----- Extract
Many people worry about their computers being hacked. Very few worry about eavesdropping used on their printers. In the May 2009 issue of Scientific American, an article talks about potential office hacks using surveillance tactics, one being recording and analyzing the sounds made by a printer. So far, the research has been done on dot-matrix printers. These are the old noisy kind; however, they are also still in commercial use by industries like airlines, banks, and hospitals (each of which prints sensitive information).
Dot-matrix printers create dots on a piece of paper by use of several tiny pins, aligned in a column, that strike an ink ribbon positioned between the pins and the paper. This process creates an audible sound that can be recorded and analyzed using computer software code to decode the printed characters.
The process of decoding words from the sounds of a printer start by breaking down the parts. Even at this stage the human ear can discern one line of a printer’s work.
----------
----- The data
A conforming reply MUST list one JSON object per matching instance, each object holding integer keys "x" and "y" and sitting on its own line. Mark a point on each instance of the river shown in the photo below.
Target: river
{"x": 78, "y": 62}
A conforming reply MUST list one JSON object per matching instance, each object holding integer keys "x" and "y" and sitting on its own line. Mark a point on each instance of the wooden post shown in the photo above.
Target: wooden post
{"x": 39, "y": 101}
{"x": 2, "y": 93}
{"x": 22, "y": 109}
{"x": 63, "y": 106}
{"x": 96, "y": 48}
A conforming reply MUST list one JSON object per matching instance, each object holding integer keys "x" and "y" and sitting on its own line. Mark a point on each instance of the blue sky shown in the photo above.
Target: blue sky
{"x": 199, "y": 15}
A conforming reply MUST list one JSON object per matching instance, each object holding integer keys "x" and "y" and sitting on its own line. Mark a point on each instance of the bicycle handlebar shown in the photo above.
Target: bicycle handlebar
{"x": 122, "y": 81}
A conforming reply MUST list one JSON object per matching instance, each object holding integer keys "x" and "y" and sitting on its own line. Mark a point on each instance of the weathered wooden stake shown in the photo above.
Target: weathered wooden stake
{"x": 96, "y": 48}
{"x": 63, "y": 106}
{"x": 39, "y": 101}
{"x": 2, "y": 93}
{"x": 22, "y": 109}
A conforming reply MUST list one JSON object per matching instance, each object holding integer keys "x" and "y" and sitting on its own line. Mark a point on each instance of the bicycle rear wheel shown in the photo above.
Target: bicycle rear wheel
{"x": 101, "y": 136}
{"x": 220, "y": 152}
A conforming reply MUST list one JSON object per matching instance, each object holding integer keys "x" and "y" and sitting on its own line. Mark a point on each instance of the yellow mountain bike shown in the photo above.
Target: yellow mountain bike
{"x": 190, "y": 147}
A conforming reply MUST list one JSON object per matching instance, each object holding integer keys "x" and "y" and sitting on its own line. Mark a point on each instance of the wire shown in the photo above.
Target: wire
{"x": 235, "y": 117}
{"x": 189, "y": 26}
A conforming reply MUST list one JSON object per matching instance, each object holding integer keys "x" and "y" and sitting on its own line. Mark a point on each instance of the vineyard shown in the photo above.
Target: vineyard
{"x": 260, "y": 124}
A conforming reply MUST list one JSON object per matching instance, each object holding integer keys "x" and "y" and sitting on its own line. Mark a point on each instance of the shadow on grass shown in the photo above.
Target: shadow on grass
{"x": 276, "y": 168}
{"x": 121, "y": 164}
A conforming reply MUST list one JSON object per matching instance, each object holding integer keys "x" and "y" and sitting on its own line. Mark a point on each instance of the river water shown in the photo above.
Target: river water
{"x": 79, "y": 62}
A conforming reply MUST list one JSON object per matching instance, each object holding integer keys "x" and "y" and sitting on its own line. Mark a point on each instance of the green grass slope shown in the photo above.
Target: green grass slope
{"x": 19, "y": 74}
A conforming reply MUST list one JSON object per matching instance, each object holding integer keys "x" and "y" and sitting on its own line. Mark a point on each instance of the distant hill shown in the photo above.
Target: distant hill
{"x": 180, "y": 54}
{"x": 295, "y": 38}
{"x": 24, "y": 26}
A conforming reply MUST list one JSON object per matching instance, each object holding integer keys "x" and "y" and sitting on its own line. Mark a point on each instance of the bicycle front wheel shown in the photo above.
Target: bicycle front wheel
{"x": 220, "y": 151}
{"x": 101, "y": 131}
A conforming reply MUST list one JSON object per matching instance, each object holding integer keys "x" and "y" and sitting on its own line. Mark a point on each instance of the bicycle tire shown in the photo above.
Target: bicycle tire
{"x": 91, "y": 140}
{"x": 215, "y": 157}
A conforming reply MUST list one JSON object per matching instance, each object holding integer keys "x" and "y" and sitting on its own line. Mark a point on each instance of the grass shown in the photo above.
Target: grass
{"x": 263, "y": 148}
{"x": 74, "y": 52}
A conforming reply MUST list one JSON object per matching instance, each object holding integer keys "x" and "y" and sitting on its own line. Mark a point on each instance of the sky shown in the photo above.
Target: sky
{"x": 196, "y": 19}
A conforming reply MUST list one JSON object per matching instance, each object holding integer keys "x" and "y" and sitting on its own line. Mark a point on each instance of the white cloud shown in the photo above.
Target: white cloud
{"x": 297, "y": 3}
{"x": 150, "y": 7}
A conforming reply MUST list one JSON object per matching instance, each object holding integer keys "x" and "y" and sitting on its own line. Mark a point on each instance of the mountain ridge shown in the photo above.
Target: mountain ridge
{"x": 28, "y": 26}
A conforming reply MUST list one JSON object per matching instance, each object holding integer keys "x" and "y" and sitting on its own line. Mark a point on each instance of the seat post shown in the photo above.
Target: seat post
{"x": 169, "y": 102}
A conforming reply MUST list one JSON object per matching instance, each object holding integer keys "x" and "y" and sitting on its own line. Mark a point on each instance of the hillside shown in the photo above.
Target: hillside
----------
◆ **Instructions to follow**: Continue the passage on acoustic eavesdropping on dot-matrix printers from the point where it stops.

◆ **Answer to this problem**:
Computer code is then used to break down the printer sounds into word parts.
The process of extracting information from the dot-matrix recordings is not exact. Once the process of breaking down the sounds into words, the next step is pretty much guessing the characters that make up the word. Much like playing Jeopardy.
The research so far is on dot-matrix printers, notably, because of their noisy characteristics and also since they are still in use in business settings? However, the same principles could be applied to the more widely used ink-jet printer.